TEXT PROVIDED -
◆ ◆ ◆
These previous theories combined with empirical evidence resulting from Burgoon's and her colleagues' own studies, birthed the interpersonal adaptation theory.

== Definitions ==
- Requirements – interactant's basic human needs and drives; i.e. survival, safety, comfort, autonomy, affiliation
- Expectations – what is anticipated based on social norms, social prescriptions, individuated knowledge of the other's behavior; i.e. self-presentation, and demands
- Desires – highly personalized, one's goals, likes, and dislikes
- Interaction position – a net assessment of what is needed, anticipated, and preferred as the dyadic interaction pattern in a situation
- Actual behavior – partner's actual performed communicative behavior in an interaction
- Convergence – the act of becoming more alike as a relationship progresses. If one interactant identifies and wants to be integrated with another, the first interactant will converge toward the communication behaviors of the other, adapting to rate of speech, volume, pauses, utterances, vocabulary, posture, and/or mode of dress.
◆ ◆ ◆
ITEMS -
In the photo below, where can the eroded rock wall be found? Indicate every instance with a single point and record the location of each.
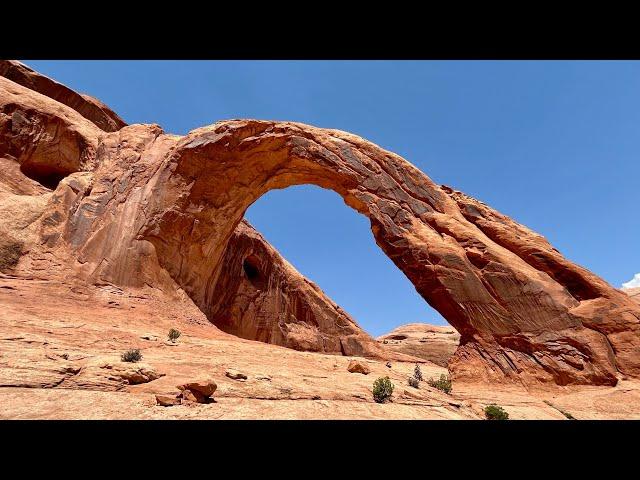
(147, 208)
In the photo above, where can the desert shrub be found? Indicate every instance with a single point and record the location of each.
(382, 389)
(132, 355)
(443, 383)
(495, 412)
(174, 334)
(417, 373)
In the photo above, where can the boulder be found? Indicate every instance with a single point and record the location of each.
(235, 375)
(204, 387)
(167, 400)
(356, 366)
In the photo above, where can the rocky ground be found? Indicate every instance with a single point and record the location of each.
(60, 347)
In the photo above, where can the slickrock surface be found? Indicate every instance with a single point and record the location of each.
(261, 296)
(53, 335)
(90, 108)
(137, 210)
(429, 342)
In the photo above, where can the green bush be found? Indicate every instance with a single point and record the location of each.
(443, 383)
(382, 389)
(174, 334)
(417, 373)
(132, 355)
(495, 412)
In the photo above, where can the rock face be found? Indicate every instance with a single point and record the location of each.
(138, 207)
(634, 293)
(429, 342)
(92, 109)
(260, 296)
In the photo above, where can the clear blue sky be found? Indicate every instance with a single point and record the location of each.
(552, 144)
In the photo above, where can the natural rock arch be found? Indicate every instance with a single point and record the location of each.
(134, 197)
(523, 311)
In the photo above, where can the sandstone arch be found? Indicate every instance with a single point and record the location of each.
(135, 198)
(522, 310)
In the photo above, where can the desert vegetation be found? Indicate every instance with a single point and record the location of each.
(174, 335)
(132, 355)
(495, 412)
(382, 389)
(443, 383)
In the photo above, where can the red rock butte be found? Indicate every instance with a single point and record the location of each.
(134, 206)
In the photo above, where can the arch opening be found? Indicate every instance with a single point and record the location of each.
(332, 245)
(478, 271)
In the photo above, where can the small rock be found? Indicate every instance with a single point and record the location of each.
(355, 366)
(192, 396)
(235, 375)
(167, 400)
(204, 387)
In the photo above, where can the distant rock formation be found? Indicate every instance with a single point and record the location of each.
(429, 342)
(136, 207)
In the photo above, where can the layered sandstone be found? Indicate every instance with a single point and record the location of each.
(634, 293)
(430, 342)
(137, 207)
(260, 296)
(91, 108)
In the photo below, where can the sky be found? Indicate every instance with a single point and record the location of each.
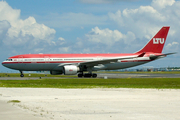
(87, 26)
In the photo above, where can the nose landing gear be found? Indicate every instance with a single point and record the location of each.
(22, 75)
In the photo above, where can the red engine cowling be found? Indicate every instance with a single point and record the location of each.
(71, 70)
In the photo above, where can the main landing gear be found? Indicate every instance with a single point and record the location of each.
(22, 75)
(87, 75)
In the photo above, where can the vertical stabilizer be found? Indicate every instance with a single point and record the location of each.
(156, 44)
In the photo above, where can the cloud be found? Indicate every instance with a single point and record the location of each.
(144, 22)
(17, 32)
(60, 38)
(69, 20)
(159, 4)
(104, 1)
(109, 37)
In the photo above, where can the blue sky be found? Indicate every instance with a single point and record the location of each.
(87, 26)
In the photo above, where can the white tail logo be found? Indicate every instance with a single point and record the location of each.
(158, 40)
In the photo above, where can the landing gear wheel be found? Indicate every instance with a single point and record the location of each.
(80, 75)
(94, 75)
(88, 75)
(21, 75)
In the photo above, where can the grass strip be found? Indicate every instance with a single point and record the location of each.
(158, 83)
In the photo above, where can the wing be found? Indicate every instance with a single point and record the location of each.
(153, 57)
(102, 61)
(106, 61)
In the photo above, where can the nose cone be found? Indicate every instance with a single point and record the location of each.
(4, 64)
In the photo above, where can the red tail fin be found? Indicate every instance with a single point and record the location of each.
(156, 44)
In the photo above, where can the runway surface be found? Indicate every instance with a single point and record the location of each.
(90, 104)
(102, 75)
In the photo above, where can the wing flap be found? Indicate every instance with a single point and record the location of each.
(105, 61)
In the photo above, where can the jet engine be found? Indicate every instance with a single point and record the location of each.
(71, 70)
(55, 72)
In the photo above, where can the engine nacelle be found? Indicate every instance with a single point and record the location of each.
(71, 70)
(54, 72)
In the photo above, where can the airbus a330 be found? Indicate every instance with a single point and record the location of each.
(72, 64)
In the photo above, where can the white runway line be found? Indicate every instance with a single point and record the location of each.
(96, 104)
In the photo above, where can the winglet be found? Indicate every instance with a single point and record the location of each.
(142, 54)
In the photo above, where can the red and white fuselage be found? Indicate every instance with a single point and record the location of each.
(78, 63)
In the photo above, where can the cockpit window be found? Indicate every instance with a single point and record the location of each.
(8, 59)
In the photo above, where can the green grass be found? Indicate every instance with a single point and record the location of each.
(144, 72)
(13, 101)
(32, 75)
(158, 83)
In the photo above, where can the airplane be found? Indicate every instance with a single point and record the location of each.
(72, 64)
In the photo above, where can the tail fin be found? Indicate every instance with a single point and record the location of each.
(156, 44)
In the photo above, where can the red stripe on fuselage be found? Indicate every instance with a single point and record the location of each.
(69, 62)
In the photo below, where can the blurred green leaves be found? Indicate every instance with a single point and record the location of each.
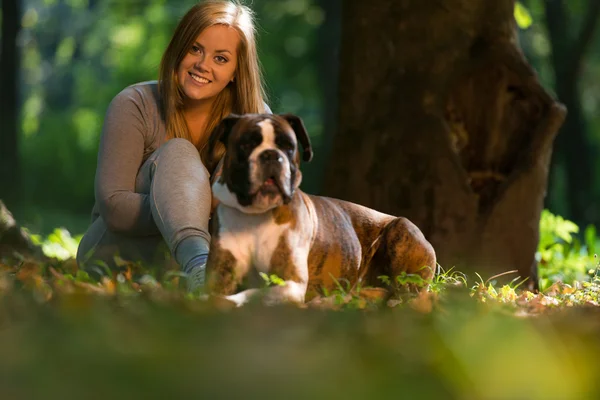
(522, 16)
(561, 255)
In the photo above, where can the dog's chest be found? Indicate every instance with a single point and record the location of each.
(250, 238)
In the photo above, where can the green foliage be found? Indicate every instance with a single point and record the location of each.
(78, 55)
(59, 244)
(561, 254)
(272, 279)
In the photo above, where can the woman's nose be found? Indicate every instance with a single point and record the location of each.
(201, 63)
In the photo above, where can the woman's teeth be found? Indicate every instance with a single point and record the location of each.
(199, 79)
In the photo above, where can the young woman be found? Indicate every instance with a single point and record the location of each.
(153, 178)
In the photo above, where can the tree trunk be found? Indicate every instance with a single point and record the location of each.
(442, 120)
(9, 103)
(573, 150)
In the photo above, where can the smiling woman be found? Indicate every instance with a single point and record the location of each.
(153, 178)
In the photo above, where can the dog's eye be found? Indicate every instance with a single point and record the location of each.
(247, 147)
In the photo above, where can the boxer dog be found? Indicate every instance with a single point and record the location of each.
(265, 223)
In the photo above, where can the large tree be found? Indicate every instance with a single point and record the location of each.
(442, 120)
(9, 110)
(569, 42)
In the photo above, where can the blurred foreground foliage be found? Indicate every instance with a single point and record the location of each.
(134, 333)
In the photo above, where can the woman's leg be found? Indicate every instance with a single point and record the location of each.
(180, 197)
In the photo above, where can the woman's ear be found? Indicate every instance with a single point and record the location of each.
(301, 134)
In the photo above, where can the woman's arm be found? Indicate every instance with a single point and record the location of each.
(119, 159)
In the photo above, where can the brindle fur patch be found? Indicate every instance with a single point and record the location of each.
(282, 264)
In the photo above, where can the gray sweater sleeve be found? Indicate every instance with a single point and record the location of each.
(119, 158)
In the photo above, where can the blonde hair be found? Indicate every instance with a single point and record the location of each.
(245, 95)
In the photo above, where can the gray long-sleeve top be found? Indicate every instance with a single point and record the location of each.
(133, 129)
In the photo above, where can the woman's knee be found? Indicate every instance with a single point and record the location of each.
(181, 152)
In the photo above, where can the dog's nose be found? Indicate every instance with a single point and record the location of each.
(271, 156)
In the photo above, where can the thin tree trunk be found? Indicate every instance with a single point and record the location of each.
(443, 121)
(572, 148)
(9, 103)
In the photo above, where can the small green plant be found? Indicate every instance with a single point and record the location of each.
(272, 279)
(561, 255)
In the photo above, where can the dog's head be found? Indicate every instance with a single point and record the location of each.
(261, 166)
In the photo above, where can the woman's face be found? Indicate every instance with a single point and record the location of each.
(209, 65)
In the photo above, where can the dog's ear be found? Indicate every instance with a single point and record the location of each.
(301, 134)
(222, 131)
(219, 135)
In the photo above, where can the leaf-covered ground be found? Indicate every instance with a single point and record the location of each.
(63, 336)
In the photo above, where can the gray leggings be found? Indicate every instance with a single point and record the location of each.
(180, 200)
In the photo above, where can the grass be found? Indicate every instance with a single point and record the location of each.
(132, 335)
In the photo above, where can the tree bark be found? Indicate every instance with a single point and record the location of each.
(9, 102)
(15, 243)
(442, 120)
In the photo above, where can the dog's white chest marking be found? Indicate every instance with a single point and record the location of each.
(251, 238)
◆ ◆ ◆
CHALLENGES -
1. List every term defined under the "Definitions" heading of the interpersonal adaptation theory text.
2. Return the passage of the interpersonal adaptation theory text from "These previous theories" up to and including "interpersonal adaptation theory.".
3. Answer these questions using the interpersonal adaptation theory text:
(a) Whose own studies supplied empirical evidence for the theory?
(b) Which defined term is described as highly personalized?
(c) What basic human needs and drives are given as instances of requirements?
The material that accompanies the text is drawn from a separate source.

THE REPLIES -
1.
Requirements
Expectations
Desires
Interaction position
Actual behavior
Convergence

2.
These previous theories combined with empirical evidence resulting from Burgoon's and her colleagues' own studies, birthed the interpersonal adaptation theory.

3.
(a) Burgoon and her colleagues.
(b) Desires.
(c) Survival, safety, comfort, autonomy, and affiliation.